§ **WHAT YOU SHOULD DO**
Once you reach the line containing "If you could tag the vegetation" in the entries below, write out that line and each one after it down to the line containing "If you could tag the farm", exactly and with nothing added.

BEGIN DATA TO PROCESS

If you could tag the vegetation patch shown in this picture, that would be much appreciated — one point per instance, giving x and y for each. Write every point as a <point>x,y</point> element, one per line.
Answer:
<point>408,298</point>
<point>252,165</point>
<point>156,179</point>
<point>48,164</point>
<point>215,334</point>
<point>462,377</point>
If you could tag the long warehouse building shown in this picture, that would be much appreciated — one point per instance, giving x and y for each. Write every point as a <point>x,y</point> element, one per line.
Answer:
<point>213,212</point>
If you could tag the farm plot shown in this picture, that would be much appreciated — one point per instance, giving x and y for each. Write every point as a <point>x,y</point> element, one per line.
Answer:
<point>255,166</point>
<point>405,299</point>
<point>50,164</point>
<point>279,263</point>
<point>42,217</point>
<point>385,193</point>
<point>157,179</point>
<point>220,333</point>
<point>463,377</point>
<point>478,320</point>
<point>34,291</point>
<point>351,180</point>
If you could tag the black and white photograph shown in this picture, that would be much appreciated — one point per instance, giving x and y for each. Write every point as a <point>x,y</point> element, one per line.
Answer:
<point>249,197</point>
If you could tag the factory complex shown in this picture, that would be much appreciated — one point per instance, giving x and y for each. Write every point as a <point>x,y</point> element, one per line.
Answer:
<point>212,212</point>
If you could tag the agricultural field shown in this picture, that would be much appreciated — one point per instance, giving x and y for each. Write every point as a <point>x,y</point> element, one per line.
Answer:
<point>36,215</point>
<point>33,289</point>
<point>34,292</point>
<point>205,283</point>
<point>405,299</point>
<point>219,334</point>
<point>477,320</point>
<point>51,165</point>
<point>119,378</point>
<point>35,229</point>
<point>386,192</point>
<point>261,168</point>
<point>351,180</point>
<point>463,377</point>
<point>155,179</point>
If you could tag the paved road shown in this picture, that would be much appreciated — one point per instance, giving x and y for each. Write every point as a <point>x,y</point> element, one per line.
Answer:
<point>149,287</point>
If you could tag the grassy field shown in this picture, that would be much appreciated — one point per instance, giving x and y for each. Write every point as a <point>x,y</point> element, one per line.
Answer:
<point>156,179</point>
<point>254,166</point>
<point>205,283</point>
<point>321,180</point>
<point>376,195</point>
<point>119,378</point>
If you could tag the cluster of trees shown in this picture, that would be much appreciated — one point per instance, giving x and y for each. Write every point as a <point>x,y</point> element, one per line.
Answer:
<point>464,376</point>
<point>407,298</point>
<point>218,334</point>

END DATA TO PROCESS
BEGIN DATA TO PROCESS

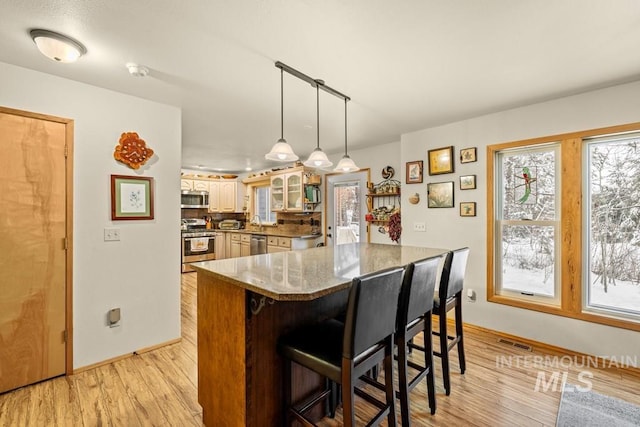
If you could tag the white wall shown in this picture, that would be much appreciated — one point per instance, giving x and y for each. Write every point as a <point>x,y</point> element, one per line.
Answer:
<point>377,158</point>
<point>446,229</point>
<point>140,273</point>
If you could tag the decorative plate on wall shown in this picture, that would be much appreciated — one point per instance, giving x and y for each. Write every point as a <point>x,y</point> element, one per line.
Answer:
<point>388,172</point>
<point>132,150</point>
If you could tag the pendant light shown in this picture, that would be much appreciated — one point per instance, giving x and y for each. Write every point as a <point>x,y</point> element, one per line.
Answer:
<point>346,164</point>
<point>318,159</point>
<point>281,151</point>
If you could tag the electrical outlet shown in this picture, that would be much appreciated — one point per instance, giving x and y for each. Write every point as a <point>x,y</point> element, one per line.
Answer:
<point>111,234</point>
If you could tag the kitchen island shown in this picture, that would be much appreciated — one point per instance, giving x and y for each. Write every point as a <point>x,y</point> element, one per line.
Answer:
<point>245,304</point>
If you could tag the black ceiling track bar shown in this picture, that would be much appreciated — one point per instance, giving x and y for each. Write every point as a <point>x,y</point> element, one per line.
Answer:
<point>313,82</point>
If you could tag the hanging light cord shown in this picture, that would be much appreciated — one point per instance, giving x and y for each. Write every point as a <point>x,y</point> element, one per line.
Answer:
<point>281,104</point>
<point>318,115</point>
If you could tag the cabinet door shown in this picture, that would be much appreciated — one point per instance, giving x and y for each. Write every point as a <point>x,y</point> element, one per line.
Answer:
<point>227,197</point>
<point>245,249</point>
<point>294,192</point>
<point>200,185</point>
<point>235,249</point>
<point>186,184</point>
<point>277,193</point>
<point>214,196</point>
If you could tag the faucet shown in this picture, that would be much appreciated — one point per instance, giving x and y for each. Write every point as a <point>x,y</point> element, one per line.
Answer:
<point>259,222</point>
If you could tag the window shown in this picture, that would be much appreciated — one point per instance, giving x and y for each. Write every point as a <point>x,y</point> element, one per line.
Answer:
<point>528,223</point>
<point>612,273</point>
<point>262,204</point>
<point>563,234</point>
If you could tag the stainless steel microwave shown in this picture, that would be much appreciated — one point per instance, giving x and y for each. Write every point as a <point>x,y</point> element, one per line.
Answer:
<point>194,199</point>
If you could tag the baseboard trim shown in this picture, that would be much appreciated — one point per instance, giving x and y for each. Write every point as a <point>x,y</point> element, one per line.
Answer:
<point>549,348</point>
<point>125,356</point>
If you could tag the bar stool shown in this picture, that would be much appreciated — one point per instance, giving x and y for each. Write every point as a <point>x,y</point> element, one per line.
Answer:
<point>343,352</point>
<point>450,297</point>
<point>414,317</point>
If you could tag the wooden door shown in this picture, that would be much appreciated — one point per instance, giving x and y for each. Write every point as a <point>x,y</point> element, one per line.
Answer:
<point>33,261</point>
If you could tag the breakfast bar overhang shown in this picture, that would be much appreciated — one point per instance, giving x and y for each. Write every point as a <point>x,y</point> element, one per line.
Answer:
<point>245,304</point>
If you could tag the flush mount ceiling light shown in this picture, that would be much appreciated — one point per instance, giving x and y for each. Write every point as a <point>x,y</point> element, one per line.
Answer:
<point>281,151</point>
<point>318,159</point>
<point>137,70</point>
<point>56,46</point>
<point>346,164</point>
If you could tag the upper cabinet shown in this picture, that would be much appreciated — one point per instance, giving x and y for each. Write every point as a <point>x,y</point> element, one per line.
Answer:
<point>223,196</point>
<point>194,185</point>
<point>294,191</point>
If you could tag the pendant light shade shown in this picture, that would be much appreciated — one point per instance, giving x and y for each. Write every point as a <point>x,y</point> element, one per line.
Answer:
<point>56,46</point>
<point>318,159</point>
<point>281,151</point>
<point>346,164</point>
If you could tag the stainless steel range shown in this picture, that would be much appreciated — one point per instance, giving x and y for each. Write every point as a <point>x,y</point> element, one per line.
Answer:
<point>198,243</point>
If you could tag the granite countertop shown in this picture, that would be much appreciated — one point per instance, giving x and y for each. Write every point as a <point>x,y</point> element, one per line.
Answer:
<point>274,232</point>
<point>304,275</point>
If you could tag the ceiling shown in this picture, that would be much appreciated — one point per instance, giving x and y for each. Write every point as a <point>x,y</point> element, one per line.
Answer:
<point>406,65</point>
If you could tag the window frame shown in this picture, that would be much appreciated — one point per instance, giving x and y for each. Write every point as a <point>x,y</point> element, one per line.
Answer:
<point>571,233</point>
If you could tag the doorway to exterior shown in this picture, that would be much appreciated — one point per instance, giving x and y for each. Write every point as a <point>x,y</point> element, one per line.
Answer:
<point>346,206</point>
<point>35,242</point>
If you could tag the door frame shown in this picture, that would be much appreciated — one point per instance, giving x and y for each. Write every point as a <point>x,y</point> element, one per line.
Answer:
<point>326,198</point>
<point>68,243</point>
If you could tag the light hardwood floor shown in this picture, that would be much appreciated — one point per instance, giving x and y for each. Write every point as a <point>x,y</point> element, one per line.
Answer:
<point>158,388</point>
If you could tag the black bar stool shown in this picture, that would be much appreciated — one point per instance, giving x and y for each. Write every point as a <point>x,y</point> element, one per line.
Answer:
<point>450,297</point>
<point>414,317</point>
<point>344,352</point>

END DATA TO PROCESS

§ **RESULT**
If you could tag the vegetation patch shown in this picture, that would be much appreciated — one point per instance, giving x and y for each. Write every point as a <point>x,y</point> element, one per line.
Answer:
<point>408,298</point>
<point>252,165</point>
<point>156,179</point>
<point>48,164</point>
<point>215,334</point>
<point>462,377</point>
If you could tag the long warehouse building shown in this picture, that would be much appreciated — one point per instance, giving x and y for each. Write every point as a <point>x,y</point> element, one per line.
Answer:
<point>213,212</point>
If you could tag the farm plot shown in this picture, that would be much appreciated — one point per instance, giving x and y for each. Write every point as a <point>x,y</point> element, one per line.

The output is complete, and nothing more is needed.